## Problem to work on
Return the data below word for word, without the pictures.

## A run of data

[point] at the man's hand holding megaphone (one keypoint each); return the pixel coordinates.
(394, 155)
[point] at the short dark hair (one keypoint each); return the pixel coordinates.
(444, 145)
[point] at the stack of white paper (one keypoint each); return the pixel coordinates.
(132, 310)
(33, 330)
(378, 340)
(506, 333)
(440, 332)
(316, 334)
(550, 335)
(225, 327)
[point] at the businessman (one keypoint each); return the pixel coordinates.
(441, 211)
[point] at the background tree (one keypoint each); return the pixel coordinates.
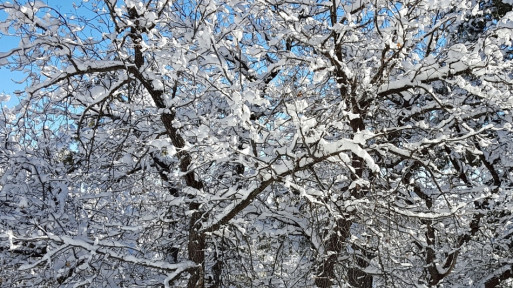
(278, 143)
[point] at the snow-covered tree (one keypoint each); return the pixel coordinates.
(258, 143)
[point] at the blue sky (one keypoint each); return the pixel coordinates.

## Response to the exercise
[point] at the man's hand holding megaphone (one keypoint each); return the pixel coordinates.
(394, 155)
[point] at the short dark hair (one keypoint each); return the pixel coordinates.
(444, 145)
[point] at the stack of white paper (one keypoint each); return the pixel coordinates.
(132, 310)
(33, 330)
(378, 340)
(506, 333)
(440, 332)
(316, 334)
(550, 335)
(225, 327)
[point] at the businessman (one keypoint each); return the pixel coordinates.
(441, 211)
[point] at the background tree (one keypoint each); return the pixel coordinates.
(278, 143)
[point] at the snow-covered tree (one keypoint each); return the pixel coordinates.
(258, 143)
[point] at the blue sky (one keypoint each); return the pixel coordinates.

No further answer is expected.